**What you should do**: Count how many lines below contain the word "railing", and give only that number.

**Given records**:
----------
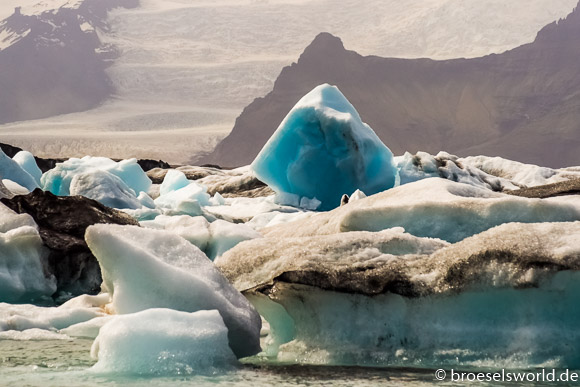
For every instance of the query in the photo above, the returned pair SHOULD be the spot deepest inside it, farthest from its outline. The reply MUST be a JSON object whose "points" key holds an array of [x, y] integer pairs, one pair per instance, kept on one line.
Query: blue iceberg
{"points": [[323, 150]]}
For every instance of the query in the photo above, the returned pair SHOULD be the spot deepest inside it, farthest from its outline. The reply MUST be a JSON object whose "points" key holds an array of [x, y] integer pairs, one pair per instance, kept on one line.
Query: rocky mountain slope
{"points": [[52, 61], [523, 104]]}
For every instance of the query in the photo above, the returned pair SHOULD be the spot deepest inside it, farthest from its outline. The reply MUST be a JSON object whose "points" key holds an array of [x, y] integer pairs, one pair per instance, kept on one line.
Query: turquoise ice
{"points": [[323, 150]]}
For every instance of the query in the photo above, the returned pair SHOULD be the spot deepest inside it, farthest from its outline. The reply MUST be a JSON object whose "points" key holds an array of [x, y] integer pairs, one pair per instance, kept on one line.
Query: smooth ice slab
{"points": [[144, 268], [163, 342], [22, 275], [323, 150], [11, 170]]}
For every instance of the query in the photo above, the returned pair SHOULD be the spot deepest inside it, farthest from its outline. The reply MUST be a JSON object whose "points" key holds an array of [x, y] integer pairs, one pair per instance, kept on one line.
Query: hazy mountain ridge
{"points": [[523, 104], [53, 62]]}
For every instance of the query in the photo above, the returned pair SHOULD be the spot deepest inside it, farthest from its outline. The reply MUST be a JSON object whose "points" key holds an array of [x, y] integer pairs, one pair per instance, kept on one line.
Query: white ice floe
{"points": [[144, 268], [105, 188], [11, 170], [163, 342], [434, 207], [58, 180], [22, 258]]}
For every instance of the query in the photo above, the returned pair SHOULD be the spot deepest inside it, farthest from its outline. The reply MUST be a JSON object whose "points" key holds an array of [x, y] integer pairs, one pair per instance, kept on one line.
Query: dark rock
{"points": [[62, 221], [147, 164], [522, 104], [568, 187]]}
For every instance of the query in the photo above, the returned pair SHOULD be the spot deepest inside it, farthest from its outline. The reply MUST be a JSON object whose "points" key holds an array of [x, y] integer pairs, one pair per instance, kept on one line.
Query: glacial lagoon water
{"points": [[67, 362]]}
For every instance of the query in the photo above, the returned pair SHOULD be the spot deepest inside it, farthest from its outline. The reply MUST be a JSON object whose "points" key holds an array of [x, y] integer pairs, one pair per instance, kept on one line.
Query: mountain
{"points": [[523, 104], [52, 61]]}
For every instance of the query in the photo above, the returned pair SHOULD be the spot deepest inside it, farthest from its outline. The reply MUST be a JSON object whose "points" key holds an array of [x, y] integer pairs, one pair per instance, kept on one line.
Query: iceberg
{"points": [[58, 179], [163, 342], [179, 196], [323, 150], [27, 162], [144, 269], [505, 296], [435, 208], [11, 170], [23, 277], [105, 188]]}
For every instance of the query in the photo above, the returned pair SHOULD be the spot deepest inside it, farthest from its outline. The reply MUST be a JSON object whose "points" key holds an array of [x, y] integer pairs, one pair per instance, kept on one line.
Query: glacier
{"points": [[58, 179], [163, 342], [323, 150], [23, 277], [505, 296], [145, 268], [11, 170]]}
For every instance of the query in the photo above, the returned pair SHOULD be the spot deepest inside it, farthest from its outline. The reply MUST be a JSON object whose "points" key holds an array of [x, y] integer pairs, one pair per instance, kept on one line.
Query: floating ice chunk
{"points": [[10, 170], [225, 235], [34, 334], [27, 162], [58, 180], [146, 200], [77, 310], [322, 149], [270, 219], [22, 275], [87, 329], [105, 188], [15, 188], [163, 342], [436, 208], [310, 204], [527, 175], [184, 201], [423, 165], [173, 181], [357, 195], [144, 268], [193, 229]]}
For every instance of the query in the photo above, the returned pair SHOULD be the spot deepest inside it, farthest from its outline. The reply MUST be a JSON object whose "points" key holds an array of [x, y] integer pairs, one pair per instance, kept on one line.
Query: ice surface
{"points": [[259, 261], [194, 229], [526, 328], [75, 311], [525, 175], [105, 188], [34, 334], [434, 207], [323, 150], [22, 254], [163, 342], [144, 268], [58, 180], [179, 198], [505, 296], [27, 162], [226, 235], [11, 170]]}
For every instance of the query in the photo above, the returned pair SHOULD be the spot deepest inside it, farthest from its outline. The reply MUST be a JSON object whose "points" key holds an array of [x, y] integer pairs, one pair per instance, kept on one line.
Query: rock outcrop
{"points": [[62, 222]]}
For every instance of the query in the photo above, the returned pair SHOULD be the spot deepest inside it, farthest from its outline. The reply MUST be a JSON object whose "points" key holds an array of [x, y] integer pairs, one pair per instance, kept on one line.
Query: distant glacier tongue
{"points": [[323, 150]]}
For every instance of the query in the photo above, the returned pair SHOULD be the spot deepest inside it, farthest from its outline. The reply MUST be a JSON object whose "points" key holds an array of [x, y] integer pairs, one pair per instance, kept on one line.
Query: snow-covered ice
{"points": [[434, 207], [163, 342], [105, 188], [11, 170], [27, 162], [22, 258], [145, 268], [323, 150], [58, 180]]}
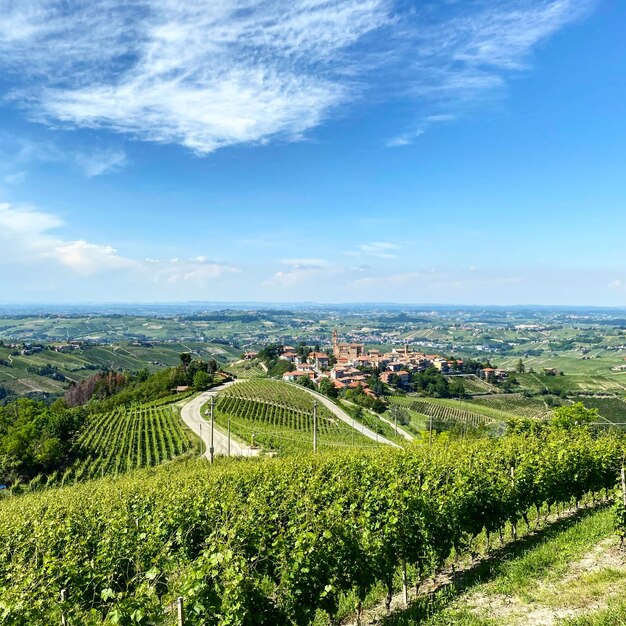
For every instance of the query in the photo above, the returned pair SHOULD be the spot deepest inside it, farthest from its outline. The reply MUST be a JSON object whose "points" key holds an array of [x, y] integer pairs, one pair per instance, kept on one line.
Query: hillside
{"points": [[48, 370], [279, 541], [280, 416]]}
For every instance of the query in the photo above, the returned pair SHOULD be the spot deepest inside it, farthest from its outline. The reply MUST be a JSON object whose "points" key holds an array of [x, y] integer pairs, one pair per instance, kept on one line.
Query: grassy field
{"points": [[513, 404], [573, 383], [280, 416], [125, 439], [17, 375], [610, 409], [571, 573]]}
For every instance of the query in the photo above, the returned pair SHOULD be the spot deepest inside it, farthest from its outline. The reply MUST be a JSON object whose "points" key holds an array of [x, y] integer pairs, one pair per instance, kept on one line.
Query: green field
{"points": [[569, 574], [286, 541], [84, 362], [280, 417], [610, 409], [513, 404], [444, 412], [125, 439]]}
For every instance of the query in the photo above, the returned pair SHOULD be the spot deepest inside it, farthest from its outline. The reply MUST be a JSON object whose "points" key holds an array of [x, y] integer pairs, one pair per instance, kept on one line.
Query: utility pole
{"points": [[212, 449], [314, 426]]}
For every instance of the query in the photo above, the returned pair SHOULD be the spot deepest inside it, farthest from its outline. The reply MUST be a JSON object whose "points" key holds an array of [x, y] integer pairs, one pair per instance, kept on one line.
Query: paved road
{"points": [[344, 417], [191, 414]]}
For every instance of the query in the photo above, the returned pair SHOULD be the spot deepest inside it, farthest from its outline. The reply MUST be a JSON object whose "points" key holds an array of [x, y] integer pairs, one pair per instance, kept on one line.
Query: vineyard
{"points": [[281, 418], [280, 541], [443, 413], [126, 439], [610, 409], [514, 404], [473, 384]]}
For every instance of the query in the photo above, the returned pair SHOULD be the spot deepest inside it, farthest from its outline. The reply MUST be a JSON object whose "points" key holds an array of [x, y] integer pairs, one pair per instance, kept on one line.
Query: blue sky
{"points": [[450, 151]]}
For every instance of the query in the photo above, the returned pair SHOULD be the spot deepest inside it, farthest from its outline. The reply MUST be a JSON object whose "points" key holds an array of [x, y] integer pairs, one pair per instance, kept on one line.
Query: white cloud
{"points": [[95, 162], [15, 179], [379, 249], [89, 258], [204, 75], [459, 54], [198, 270], [101, 162], [212, 74], [28, 235]]}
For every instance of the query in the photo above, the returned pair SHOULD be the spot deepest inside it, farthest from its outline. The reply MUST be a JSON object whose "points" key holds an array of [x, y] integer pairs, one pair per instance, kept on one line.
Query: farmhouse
{"points": [[292, 377], [348, 351]]}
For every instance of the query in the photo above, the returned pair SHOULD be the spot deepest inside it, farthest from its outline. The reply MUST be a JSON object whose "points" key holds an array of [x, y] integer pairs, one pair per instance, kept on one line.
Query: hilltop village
{"points": [[350, 366]]}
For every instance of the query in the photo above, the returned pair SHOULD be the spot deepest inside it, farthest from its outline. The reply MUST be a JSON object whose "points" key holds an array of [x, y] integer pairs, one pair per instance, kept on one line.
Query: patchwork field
{"points": [[279, 417]]}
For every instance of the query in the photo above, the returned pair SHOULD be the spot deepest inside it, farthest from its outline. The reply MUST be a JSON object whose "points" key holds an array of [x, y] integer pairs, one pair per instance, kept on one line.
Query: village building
{"points": [[292, 377], [349, 351]]}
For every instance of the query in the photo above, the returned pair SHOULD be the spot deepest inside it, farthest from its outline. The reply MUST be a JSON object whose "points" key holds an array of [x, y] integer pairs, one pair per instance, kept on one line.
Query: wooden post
{"points": [[201, 440], [63, 597], [181, 611], [405, 586], [212, 449], [314, 426]]}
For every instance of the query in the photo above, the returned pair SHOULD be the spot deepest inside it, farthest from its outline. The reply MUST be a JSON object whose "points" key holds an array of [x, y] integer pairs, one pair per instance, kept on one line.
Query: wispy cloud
{"points": [[457, 54], [378, 249], [204, 75], [29, 235], [99, 162], [212, 74], [91, 163]]}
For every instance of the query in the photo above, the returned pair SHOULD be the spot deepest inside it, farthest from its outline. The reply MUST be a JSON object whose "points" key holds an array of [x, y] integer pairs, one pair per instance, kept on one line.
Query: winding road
{"points": [[344, 417], [191, 414]]}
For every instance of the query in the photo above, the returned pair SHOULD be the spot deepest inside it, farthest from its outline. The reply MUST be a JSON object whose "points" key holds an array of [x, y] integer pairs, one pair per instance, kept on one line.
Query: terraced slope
{"points": [[125, 439], [280, 416]]}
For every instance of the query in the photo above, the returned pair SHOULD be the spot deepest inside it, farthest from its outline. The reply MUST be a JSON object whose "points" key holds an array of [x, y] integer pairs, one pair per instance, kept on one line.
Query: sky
{"points": [[424, 151]]}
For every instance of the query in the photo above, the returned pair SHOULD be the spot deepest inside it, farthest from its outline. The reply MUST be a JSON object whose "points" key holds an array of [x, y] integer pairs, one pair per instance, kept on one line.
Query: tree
{"points": [[328, 388], [202, 380], [305, 381]]}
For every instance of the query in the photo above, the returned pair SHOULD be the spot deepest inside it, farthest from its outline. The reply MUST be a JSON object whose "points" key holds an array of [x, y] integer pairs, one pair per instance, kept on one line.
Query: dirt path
{"points": [[192, 416], [344, 417], [507, 609]]}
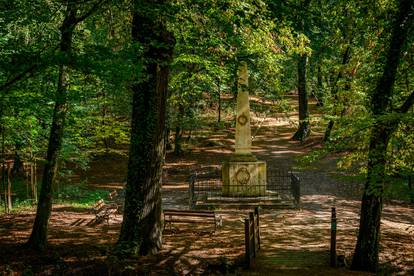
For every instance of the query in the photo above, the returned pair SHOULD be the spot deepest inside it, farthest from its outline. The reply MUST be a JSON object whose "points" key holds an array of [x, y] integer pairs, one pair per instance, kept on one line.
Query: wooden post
{"points": [[247, 241], [333, 237], [191, 192], [253, 236], [256, 212], [295, 186]]}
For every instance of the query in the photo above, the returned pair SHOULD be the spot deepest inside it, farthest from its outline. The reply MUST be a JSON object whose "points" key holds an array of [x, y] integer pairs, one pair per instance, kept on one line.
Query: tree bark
{"points": [[366, 250], [346, 57], [38, 238], [304, 127], [141, 231]]}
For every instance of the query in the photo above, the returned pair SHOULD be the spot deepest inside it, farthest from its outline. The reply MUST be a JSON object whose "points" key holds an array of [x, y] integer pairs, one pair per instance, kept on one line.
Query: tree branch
{"points": [[18, 77], [90, 12], [409, 102]]}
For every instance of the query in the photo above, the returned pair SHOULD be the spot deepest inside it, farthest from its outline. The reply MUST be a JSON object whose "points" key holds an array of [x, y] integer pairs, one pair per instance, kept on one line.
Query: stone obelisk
{"points": [[243, 174]]}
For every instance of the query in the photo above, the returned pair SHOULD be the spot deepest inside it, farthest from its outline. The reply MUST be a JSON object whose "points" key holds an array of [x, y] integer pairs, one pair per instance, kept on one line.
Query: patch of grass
{"points": [[78, 196]]}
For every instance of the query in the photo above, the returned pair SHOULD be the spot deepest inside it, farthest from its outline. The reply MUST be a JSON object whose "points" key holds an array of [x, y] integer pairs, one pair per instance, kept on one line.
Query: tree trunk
{"points": [[38, 237], [219, 99], [319, 92], [366, 253], [346, 57], [304, 127], [141, 231], [179, 133], [366, 249]]}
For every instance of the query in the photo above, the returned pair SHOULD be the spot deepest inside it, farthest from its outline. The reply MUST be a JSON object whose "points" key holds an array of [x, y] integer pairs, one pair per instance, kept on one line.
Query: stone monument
{"points": [[243, 175]]}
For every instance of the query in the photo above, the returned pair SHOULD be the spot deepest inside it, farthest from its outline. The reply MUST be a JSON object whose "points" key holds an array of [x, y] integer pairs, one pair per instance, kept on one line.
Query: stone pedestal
{"points": [[243, 179], [243, 175]]}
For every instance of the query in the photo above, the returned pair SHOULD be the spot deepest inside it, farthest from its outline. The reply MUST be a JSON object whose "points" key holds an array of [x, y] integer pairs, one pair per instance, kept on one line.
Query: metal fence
{"points": [[283, 185]]}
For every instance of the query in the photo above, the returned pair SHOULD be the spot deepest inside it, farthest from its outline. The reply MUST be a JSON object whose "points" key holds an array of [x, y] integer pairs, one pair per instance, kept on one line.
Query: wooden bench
{"points": [[103, 211], [191, 216]]}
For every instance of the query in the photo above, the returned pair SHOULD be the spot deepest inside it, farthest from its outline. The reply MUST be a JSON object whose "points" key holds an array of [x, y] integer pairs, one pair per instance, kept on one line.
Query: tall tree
{"points": [[38, 237], [366, 250], [141, 231]]}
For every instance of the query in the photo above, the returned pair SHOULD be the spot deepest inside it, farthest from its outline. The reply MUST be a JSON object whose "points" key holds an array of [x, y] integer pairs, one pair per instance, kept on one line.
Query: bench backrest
{"points": [[112, 194], [189, 213]]}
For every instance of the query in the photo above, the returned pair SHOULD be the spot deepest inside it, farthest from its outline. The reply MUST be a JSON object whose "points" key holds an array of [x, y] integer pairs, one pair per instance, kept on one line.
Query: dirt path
{"points": [[294, 242]]}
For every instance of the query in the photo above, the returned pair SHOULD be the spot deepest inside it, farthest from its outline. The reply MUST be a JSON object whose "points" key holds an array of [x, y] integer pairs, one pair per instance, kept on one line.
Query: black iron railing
{"points": [[281, 184]]}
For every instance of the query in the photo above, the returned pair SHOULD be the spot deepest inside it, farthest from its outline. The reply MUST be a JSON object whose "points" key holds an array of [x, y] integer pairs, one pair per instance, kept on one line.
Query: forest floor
{"points": [[294, 241]]}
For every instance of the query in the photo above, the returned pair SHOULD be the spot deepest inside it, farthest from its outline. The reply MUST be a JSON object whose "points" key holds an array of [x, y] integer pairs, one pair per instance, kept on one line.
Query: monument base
{"points": [[244, 178]]}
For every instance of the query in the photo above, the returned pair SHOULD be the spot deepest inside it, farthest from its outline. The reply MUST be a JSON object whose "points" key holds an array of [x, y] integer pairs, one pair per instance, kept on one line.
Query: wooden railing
{"points": [[251, 236]]}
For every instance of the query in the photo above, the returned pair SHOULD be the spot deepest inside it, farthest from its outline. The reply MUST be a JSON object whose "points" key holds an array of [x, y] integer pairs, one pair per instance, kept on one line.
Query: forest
{"points": [[115, 113]]}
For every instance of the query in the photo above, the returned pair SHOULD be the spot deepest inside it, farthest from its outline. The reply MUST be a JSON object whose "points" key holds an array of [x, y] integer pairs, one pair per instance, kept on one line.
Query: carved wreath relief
{"points": [[242, 176], [242, 119]]}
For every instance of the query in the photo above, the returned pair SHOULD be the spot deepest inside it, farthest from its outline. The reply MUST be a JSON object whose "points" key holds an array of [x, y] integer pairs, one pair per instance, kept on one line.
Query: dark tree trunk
{"points": [[319, 91], [18, 163], [38, 238], [177, 141], [346, 57], [219, 99], [304, 127], [141, 231], [178, 133], [366, 250], [366, 253]]}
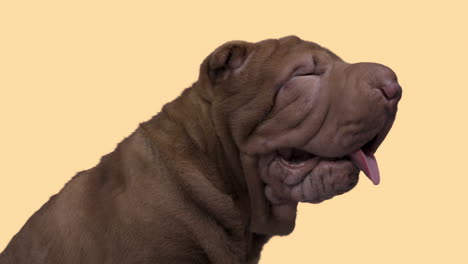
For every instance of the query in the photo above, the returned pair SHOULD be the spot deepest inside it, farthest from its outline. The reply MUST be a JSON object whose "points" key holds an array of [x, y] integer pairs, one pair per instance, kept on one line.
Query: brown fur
{"points": [[182, 188]]}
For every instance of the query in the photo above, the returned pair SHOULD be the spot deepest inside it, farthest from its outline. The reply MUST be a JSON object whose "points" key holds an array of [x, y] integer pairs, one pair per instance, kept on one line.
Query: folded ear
{"points": [[227, 58]]}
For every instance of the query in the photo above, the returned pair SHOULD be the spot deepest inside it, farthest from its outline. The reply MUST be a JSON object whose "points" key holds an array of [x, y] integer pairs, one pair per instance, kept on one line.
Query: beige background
{"points": [[76, 78]]}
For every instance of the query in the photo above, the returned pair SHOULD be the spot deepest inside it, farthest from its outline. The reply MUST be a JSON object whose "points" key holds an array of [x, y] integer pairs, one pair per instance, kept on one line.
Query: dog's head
{"points": [[303, 121]]}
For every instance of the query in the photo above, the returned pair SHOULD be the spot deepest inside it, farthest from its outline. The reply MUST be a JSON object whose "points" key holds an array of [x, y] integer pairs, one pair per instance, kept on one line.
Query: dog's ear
{"points": [[225, 59]]}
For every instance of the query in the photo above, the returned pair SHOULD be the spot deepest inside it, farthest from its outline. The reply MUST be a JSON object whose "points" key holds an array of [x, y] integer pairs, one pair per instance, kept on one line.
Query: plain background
{"points": [[76, 78]]}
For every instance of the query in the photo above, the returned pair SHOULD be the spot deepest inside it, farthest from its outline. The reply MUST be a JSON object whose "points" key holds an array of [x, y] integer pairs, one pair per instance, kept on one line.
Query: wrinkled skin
{"points": [[221, 169], [304, 101]]}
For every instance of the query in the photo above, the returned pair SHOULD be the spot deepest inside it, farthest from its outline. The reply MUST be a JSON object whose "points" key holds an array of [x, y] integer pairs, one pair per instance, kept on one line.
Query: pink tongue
{"points": [[367, 163]]}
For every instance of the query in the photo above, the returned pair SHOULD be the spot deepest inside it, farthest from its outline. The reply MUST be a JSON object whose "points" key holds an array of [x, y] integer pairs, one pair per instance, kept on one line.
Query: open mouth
{"points": [[362, 158]]}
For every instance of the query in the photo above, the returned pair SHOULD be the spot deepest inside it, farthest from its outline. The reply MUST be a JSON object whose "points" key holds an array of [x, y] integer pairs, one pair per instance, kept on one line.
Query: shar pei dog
{"points": [[221, 169]]}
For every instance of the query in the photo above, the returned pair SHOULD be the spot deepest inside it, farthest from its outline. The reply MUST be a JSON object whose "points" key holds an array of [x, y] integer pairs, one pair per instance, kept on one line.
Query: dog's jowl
{"points": [[221, 169]]}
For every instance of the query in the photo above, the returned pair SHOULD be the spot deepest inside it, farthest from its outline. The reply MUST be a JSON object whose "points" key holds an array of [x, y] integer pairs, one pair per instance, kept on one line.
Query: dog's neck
{"points": [[192, 113]]}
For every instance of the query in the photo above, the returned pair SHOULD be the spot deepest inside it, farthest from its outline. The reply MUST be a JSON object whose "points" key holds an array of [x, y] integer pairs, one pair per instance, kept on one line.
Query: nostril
{"points": [[391, 90]]}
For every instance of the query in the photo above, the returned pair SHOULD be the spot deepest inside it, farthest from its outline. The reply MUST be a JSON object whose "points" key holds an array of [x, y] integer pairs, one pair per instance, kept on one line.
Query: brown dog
{"points": [[221, 169]]}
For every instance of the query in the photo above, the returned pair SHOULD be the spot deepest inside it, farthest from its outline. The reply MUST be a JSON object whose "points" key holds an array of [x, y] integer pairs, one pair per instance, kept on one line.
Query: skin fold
{"points": [[221, 169]]}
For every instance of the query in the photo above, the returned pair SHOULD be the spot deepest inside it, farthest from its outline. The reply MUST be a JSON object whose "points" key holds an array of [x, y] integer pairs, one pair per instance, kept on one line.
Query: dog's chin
{"points": [[295, 175]]}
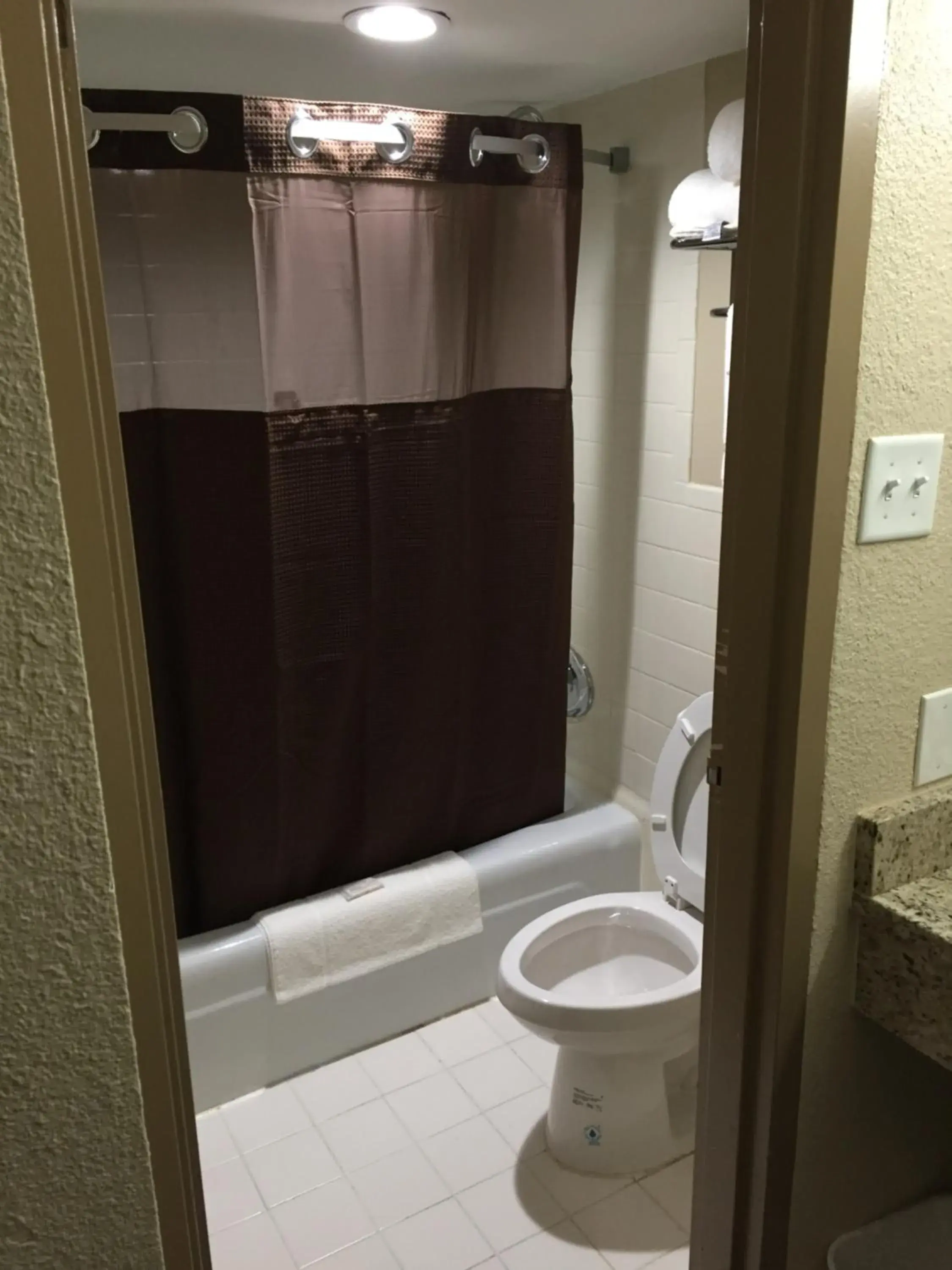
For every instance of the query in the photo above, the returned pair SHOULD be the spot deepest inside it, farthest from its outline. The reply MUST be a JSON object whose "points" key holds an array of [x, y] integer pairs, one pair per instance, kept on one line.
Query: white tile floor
{"points": [[426, 1154]]}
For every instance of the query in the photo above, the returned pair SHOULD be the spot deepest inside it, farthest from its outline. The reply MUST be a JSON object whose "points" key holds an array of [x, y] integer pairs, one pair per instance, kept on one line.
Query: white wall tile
{"points": [[644, 736], [655, 699], [683, 529], [682, 667], [640, 521], [677, 574], [680, 620]]}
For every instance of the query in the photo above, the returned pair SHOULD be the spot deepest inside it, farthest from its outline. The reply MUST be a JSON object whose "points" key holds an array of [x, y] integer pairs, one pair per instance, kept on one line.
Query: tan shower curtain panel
{"points": [[347, 421]]}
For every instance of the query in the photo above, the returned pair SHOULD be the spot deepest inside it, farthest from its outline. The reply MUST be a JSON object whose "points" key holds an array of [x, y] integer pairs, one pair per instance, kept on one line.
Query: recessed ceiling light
{"points": [[398, 23]]}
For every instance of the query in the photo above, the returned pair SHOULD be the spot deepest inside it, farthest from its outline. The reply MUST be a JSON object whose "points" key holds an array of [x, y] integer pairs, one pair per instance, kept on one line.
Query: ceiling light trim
{"points": [[380, 22]]}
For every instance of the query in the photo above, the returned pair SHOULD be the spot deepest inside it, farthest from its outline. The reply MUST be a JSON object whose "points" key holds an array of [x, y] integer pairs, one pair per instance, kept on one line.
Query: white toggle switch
{"points": [[900, 487], [933, 748]]}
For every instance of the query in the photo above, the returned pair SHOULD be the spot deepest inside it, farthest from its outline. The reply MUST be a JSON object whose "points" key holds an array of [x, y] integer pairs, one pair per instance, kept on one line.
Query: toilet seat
{"points": [[659, 944], [680, 804]]}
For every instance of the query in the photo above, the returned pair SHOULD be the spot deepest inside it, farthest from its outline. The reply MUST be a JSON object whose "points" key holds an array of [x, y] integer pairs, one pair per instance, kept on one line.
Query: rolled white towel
{"points": [[702, 200], [726, 143]]}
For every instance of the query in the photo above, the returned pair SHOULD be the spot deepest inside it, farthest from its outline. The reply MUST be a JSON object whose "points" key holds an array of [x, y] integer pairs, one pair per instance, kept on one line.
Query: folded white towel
{"points": [[332, 939], [702, 200], [726, 143]]}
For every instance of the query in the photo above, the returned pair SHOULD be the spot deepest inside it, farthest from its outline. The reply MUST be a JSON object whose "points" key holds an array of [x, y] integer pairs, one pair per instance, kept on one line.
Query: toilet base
----------
**Answer to the problem**: 2